Poursuivez l'extrait sur les comités régionaux de reconnaissance des maladies professionnelles, en reprenant après sa dernière phrase.

* Extrait de page *
■ ■ ■

Décisions aléatoires, dossiers survolés, manque d’objectivité, méthodes arbitraires… Amenés à délibérer sur un nombre croissant de cas, les comités régionaux de reconnaissance des maladies professionnelles (CRRMP) concentrent les critiques des victimes et des experts.
 

Monsieur M., maçon-fumiste, a souvent travaillé accroupi. Souffrant de son genou droit, il doit cesser son activité. Lorsqu’il demande que sa méniscopathie, constatée en 2021, soit reconnue en maladie professionnelle, son dossier est renvoyé en comité régional de reconnaissance des maladies professionnelles (CRRMP). Motif : il dépasse de 24 jours le délai maximum de prise en charge inscrit au tableau 79, qui est de deux ans.
Ces vingt-quatre jours de trop entre la fin de son exposition et la constatation médicale de sa maladie vont lui valoir une longue attente. En CRRMP, sa demande est de nouveau refusée pour le même motif, ainsi que pour manque de « caractérisation d’une contrainte gestuelle spécifique et répétée ». Idem pour le second comité saisi par la justice.
Ce sera finalement le tribunal judiciaire qui penchera en sa faveur, en s’appuyant sur des attestations de collègues versées au dossier, racontant les fours de 1 mètre 50 dans lesquels Monsieur M. devait plier les genoux pour démolir le pavage au sol ou balayer les gravats.

Ce cas, rapporté par la docteure Marie Pascual, qui appuie des dossiers de victimes au sein de l’association Ramazzini, est à ses yeux un concentré des défauts de cette procédure complémentaire au système des tableaux des maladies professionnelles (MP). Celle-ci  repose en principe1   sur l’avis consensuel de trois experts médicaux : un médecin inspecteur régional du travail, un professeur de médecine ou un praticien hospitalier, et un médecin conseil de l’assurance maladie. « Le premier comité ne semblait pas avoir compris ce qu’était un maçon-fumiste, et le second n’a pas voulu contredire les collègues. Ils ne lisent pas les dossiers, considèrent que les expositions ne sont jamais suffisantes  », critique cette ex-médecin du travail.

■ ■ ■

* Données *
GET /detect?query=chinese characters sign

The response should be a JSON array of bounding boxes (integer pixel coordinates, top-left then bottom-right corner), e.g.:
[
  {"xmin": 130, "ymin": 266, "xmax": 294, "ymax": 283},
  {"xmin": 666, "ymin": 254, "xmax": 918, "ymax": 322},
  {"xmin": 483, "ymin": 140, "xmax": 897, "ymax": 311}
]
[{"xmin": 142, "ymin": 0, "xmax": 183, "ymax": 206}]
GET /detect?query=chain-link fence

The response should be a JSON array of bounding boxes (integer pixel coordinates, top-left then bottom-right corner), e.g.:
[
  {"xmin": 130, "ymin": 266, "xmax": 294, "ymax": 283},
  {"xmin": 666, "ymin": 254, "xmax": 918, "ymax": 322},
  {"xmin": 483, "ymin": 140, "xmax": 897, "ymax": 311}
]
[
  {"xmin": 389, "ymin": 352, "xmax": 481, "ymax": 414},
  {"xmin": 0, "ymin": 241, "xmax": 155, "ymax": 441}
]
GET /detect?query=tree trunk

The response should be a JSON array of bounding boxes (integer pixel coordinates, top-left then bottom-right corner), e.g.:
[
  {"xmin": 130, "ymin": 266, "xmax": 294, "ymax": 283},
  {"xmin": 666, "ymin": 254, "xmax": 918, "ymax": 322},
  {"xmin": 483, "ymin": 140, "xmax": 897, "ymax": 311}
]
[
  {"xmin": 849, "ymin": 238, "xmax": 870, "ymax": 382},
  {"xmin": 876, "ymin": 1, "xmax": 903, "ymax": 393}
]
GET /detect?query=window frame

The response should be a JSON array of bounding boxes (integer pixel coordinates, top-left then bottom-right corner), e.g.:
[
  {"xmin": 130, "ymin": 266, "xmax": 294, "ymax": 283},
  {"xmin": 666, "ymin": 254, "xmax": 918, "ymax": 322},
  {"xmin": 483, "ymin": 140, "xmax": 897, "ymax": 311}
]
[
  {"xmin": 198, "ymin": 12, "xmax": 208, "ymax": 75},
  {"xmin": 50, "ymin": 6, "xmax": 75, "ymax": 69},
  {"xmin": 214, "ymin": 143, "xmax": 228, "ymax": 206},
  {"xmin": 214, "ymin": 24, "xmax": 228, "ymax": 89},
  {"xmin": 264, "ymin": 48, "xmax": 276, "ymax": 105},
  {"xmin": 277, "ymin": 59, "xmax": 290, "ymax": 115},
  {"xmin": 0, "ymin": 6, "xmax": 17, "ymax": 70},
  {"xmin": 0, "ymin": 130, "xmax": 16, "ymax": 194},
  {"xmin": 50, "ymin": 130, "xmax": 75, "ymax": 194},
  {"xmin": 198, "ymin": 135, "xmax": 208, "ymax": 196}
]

■ ■ ■

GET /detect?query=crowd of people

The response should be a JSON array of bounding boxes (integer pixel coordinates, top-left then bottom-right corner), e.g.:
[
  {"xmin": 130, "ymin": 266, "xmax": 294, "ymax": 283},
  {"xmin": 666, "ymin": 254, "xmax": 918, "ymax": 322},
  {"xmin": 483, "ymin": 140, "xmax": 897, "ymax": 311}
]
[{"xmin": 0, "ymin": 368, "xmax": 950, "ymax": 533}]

■ ■ ■

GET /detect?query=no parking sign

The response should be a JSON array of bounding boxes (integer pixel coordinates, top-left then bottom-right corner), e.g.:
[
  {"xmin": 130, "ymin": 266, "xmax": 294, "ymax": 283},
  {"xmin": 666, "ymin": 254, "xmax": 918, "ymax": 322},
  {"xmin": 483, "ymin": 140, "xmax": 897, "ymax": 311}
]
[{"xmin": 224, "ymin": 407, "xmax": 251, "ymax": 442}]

■ ■ ■

* Réponse *
«Loterie », «roulette russe », décisions « au doigt mouillé » : ces qualificatifs reviennent souvent au sujet des délibérations de ces comités. « J’ai l’impression qu’ils ne lisent pas les pièces », reproche aussi Lydie Jablonsky, présidente de l’Adevartois, l'Association de défense des victimes de l'amiante et des maladies professionnelles de l'Artois. Une défiance renforcée par un manque de transparence dans les décisions rendues. « Souvent leur motivation est stéréotypée et laconique, y compris quand nous nous ennuyons à présenter un mémoire sur le lien entre l’exposition et une maladie, avec de la littérature scientifique conséquente », ajoute l’avocat Arnaud Olivier.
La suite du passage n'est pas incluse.